Exercise ▸ Your task is to output the entries below word for word.

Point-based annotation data
|---|

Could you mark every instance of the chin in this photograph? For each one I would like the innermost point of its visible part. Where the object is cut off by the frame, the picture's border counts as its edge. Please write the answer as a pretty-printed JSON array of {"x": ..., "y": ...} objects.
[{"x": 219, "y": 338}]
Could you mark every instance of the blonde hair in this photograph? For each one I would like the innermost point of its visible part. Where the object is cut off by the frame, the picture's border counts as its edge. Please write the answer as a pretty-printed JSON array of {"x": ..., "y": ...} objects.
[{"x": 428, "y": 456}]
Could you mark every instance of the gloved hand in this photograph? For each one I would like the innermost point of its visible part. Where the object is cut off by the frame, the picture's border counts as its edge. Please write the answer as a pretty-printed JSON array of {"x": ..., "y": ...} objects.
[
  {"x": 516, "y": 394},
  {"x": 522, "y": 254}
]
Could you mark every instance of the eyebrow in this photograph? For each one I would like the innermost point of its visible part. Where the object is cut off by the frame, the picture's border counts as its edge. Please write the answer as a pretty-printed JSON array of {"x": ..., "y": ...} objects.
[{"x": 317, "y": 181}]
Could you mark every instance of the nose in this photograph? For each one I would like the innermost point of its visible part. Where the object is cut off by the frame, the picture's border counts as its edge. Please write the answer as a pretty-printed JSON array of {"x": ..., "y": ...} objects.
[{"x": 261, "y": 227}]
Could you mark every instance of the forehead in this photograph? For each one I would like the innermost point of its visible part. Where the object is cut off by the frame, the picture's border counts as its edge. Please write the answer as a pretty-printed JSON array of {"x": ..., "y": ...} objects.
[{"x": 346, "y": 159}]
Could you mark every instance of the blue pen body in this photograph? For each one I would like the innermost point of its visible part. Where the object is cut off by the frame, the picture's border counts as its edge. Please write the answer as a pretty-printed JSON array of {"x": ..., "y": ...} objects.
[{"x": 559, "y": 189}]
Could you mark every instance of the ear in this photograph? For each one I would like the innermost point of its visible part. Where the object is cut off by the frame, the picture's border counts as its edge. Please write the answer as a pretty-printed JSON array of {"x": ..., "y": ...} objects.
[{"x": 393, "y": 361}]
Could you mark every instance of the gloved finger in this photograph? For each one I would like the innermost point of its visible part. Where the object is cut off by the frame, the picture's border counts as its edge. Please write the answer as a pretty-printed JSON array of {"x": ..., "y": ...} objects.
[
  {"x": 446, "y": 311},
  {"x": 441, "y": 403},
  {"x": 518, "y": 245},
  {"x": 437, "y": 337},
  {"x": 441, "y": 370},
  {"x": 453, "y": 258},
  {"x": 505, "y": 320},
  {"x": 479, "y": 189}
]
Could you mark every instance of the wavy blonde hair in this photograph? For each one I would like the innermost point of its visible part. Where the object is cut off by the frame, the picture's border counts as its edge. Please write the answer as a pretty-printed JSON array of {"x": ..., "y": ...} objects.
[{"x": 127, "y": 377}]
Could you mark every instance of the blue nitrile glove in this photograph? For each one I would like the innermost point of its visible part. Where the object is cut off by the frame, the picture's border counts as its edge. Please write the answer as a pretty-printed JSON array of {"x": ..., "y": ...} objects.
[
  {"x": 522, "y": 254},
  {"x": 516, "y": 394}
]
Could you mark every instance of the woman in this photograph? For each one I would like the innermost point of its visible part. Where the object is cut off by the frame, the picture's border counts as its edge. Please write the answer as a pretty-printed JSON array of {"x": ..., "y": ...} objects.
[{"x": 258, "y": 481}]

|---|

Answer to this problem ▸
Could you mark every instance of the chin in this photograph? For each one I would like the innermost point of its visible part. Where the object is cut off by the frame, the picture's border counts as its edge. Please write the answer as a pretty-printed JSON array of {"x": ..., "y": ...} objects.
[{"x": 219, "y": 338}]
Could you mark every instance of the blonde hair in this photograph? For each one I would like the innermost point of its visible part. Where the object is cut off by the frame, the picture's border counts as its edge. Please write the answer as a pretty-printed JSON array of {"x": ..., "y": ...} objects.
[{"x": 428, "y": 456}]
Could you mark every instance of the gloved hand in this photograph? For each one I would like the innermost point of its visible part. Where the object is cut off by the frame, the picture's border counts as its edge. Please write the answer as a pretty-printed JSON array of {"x": ..., "y": ...} objects.
[
  {"x": 516, "y": 394},
  {"x": 522, "y": 254}
]
Could you mark every instance of the eyebrow in this photograph? For each one I would like the innermost point of its visible part. Where the object is cut off by the frame, the picture's border counts as its edge. Please write the answer as a pretty-printed JSON array of {"x": ..., "y": ...} objects.
[{"x": 317, "y": 181}]
Could you mark every instance of the nose in this photograph? For each one I would like the innermost point of its visible part. Where the object is cut off by the frame, the picture's border counts as its edge. Please write the answer as a pretty-printed JSON array of {"x": ..., "y": ...} objects.
[{"x": 261, "y": 227}]
Could you mark every instance of the forehead in this photograph? For each one I would like the innermost point of its visible part. Where the object is cut off by the frame, the picture's border counts as its edge. Please write the answer as a pretty-printed JSON array of {"x": ..., "y": ...} objects.
[{"x": 346, "y": 159}]
Could you mark every instance of the blue pen body in this photograph? For each one I would like the innermost point of its visible part. Where the object is cut off by the frame, the picture's border counts as its edge. Please write the answer as a pretty-printed JSON array of {"x": ..., "y": ...} objects.
[{"x": 559, "y": 189}]
Could you mark every instance of the ear in this photograph? For each one I would like the innermost point of its visible part. Where the object is cut off by the frame, the picture's border counts as its edge. Please write the answer as a pretty-printed JSON array of {"x": ..., "y": ...} objects.
[{"x": 393, "y": 361}]
Could you mark every instance of the gloved finger in this photograph? For each one I would like the innermost point of its visible part. Where the object is cut off by the frame, the picture's border counts as its edge. Please write the answer as a pretty-printed JSON array of {"x": ..., "y": ...} objects.
[
  {"x": 446, "y": 311},
  {"x": 441, "y": 403},
  {"x": 518, "y": 245},
  {"x": 437, "y": 337},
  {"x": 441, "y": 370},
  {"x": 453, "y": 258},
  {"x": 505, "y": 320},
  {"x": 479, "y": 189}
]
Could you mark every instance of the wavy blonde hair in this photograph? For each one I would like the innermost point of its visible part. Where the object is cut off by the frame, the picture's border counts as its edge. Please write the answer as a pretty-printed JSON array of {"x": ..., "y": ...} objects.
[{"x": 127, "y": 377}]
Could you mark every instance of the blue nitrile glove in this photograph? For each one I would like the innermost point of its visible part. Where the object is cut off by the frame, the picture's border counts as its edge. Please write the answer as a pretty-printed JSON array of {"x": ..., "y": ...} objects.
[
  {"x": 522, "y": 254},
  {"x": 516, "y": 394}
]
Could you mark every instance of the woman in this photograph? For each one I would like the innermost point of its visible part. Where the object is cut off by the frame, the picture's border counts as its edge. Please write the answer as a pretty-printed JSON array of {"x": ..., "y": ...} objects.
[{"x": 258, "y": 481}]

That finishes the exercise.